◆ WRITTEN TASKS ◆
**1.** Reproduce, word for word, the part of the RTi6 crossover rebuild guide below that begins at the words "4) Remove all" and stops after "be slightly loose.".
**2.** Write the next part of the RTi6 crossover rebuild guide below, picking up right after its final sentence.

RTi6 Crossover Rebuild

I decided to have some winter fun and rebuild the crossovers on my RTi6's. There is another thread here that goes over this as well but I thought I'd add my 2cents. :rolleyes:
Parts List: (Clarity caps from Madisound, the rest from Parts Express)
2 Clarity Cap 12uf
2 Clarity Cap .47uf
2 Dayton Audio MP 7.5uf Cap
2 2.5 ohm Mills resistors
2 5 ohm Mills resistors
2 .5 ohm Milss resistors
I couldn't find Clarity caps in a 7.5uf - my options were either 6.8 or 8.2 and since I didn't have a schematic I decided not to decide and went with the exact value in another brand. Nor could I find a Mills resistor in 5.7 ohms and I don't like using Mundorf resistors (too long, leads are too short) so I compromised with a 5 ohm in series with a .5 ohm for 5.5 ohms instead of 5.7.
You'll also want to order some type of batting - a pound of Acousta-Stuf (Parts Express) should be fine. I just got done pulling the fiberglass batting out of a Dahlquist DQ-10 so I used a couple handfuls of that. There is one small piece of an excuse for batting in these speakers and I think it should have something more reasonable.
1) Remove the woofer - this requires a hex screw in a 3.5mm size I think. A 1/8" will work but not fit very tight - any other inch type hexs didn't even come close. Insure you mark which connector held which color of wire - I'm usually not shy and just use a big sharpy and write on the magnet.
2) Remove the wires from the tweeter - Mark which connector held which color. You do NOT have to remove the tweeter.
3) Remove the input terminal - four screws and she's outa here! Now we're going to have some fun!
4) Remove all of the input terminal cover's and the brass input jumpers.
5) Remove the 4 black screws from the circuit board - it won't come off yet but should be slightly loose.
6) A 5/16" nut driver will take out the 2 nuts under the board holding the circuit board to the input cup - make sure you catch the washers.
7) I used a needle nose plyers to hold the back nuts against the wire connector underneath the board and then used my 1/8" hex key in the terminal hole to remove the nuts from the back two input terminals - this is no fun, please be careful. Hold the nut with the plyers and spin the input terminal with the hex key. This way you won't make a mess of the threads. Once done the circuit board should come free of the input cup.
8) Now for some real fun :mad:. Somebody at the factory has a huge tube of silicon calk and has been told to apply liberally. You'll have to clear the back two wires from the mass of silicon. Eventually I found that a sharp knife will cut through most of it and once you get some of it free it might be possible to just pull it off the board. You don't have to free it from the front terminals - just enough to get two the connections between the wires for the very small cap. You'll also find it handy to completely free these 2 wires - it will make reassembly much easier. Go easy here...;)
10) In your favorite manner remove the three capacitors and two resistors. Mine were held on the board with something sticky - just pull once you have the solder free - they'll come! :eek: Each component is marked on the board so you don't have to get fancy and mark or remember anything.
9) You'll need a drill - a Dremel tool works great - to open up the holes in the circuit board - a 1/16" bit works perfectly. I opened all 10 holes just to make life easier.

◆ ENTRIES PROVIDED ◆
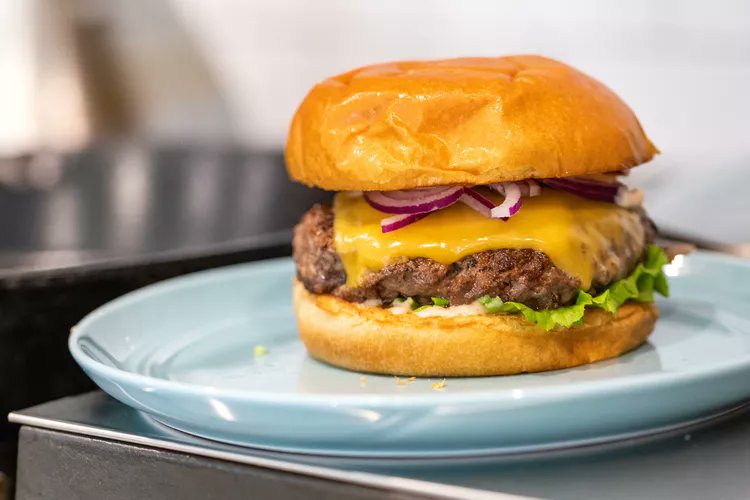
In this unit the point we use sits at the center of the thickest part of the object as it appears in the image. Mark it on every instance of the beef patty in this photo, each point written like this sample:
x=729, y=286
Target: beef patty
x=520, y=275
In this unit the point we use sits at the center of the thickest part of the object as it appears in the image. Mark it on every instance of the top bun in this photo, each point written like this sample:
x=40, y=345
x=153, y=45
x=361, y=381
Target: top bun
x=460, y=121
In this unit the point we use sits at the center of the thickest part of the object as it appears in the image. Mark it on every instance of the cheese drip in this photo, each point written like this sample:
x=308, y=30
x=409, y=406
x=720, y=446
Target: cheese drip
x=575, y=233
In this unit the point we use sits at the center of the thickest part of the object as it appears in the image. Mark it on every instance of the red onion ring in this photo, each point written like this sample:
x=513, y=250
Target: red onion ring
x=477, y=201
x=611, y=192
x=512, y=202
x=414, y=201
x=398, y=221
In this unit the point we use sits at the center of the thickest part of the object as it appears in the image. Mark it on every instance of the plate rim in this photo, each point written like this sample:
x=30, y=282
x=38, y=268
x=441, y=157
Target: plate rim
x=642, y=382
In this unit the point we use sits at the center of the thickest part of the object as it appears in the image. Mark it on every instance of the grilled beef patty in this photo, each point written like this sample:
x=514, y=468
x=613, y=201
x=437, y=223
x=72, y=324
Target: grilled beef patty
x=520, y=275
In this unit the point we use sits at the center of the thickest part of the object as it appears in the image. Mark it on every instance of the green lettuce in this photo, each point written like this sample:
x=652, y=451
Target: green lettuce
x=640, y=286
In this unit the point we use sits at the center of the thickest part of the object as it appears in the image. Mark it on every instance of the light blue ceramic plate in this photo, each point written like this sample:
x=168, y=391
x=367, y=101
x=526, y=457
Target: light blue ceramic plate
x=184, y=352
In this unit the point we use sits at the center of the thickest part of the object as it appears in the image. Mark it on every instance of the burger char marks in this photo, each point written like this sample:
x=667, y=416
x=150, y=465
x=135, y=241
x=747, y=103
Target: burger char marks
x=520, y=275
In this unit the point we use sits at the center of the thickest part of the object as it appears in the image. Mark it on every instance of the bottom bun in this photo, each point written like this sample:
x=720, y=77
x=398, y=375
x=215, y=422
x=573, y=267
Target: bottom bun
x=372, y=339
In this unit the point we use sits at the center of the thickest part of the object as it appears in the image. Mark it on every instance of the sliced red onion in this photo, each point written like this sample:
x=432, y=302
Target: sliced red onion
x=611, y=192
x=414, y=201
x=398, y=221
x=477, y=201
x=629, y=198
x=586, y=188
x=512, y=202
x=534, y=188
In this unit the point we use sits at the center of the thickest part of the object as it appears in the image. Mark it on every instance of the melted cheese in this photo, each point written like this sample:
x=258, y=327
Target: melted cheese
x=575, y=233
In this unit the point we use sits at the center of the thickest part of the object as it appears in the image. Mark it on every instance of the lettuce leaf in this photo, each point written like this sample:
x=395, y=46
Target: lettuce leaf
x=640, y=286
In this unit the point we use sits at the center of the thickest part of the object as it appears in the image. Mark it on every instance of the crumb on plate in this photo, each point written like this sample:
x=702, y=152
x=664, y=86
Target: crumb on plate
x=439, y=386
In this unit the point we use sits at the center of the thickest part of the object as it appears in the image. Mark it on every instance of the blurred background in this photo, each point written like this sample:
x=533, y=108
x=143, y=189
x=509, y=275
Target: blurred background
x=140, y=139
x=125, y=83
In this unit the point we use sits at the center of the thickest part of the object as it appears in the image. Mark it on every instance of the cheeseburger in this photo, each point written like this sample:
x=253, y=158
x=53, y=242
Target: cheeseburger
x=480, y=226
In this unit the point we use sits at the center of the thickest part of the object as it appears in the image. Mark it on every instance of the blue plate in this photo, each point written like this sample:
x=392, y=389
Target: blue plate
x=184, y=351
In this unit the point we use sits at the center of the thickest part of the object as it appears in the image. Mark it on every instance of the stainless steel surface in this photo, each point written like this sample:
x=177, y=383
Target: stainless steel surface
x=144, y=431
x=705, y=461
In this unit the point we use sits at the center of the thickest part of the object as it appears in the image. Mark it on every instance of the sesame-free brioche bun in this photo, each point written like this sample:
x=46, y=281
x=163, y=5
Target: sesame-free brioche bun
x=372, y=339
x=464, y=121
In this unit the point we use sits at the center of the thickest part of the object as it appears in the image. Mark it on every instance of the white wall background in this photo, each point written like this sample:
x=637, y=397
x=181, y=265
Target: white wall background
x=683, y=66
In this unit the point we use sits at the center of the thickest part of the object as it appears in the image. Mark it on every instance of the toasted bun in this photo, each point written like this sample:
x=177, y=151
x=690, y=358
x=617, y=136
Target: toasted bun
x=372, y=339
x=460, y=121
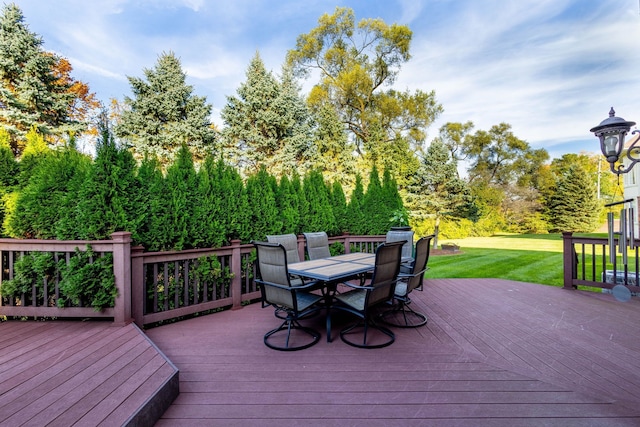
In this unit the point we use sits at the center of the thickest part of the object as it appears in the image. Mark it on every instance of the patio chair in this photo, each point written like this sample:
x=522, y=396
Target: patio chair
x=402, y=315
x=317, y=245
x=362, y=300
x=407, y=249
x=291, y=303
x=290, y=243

◆ OUTPUTS FOR THE TASKS ◆
**1.**
4) Remove all of the input terminal cover's and the brass input jumpers.
5) Remove the 4 black screws from the circuit board - it won't come off yet but should be slightly loose.

**2.**
10) Bend one lead of the 2.5 ohm resistor all the way down over the body of the resistor - it won't leave much exposed wire but enough to feed both leads through the holes - solder him in.
11) Twist one lead from the 5 and .5 ohm resistors together - don't solder yet. Work the other leads through the holes in the 5.7 ohm place and solder those down - I'd leave a little clearance between the board and resistors so you can move it around later to fit the large cap in. Once soldered to the board - solder the top and cut off any excess.
12) Strip off all of the insulation from the .47uf cap - right to the body and bend the leads all the way back to the body - this cap fits almost exactly into the holes in this state. Solder, cut off the excess and save these two long copper leads.
13) Solder one of the saved copper leads into the hole closest to the resistor on the 7.5uf side leaving almost all of the wire poking up through the hole towards the component side. One issue is that the caps don't have enough lead wire to sit them on the board and reach the holes.
14) Solder the other saved copper lead into the hole furthest from the resistor on the 12uf side leaving almost all of the wire poking up through the hole towards the component side.
If you don't get these right it's not that big a deal but it will make positioning
the caps on the board easier.
15) Pick a cap...any cap. Bend one lead completely over the side and strip the other lead all the way back to the body of the cap (the 7.5uf won't need this striping step
) and straighten it out completely from the body of the cap. Insert the straight lead into the remaining hole on the appropriate side. You will have to bend that copper lead around so that you can push the cap down as far as possible. Work the cap into position - you can leave a little bit hanging over the board but not much - the hole in the cabinet is almost exactly the same size as the board. :mad:. Once positioned work the copper lead and the remaining lead on the cap together and solder this connection together - solder the other connection to the board.
16) Repeat that step for the other cap.
Should end up with something like this:

17) I use hot glue to insure that nothing can vibrate against anything else and am probably guilty as the person in the factory for using as much as I feel is necessary to complete that task!
The New and Old:

Reassembly:
1) I'm hoping you have two wires that are freed from their adhesive base - remount those two connections back on the input cup - watch your polarity - it is marked on the cup. Black to - and Red to + (for those of you who weren't sure!
) Use the 1/8" hex key to keep the hole in the terminal facing forward as you tighten them down - I used a bit of Permatex blue to insure they don't come loose - don't forget the washer!!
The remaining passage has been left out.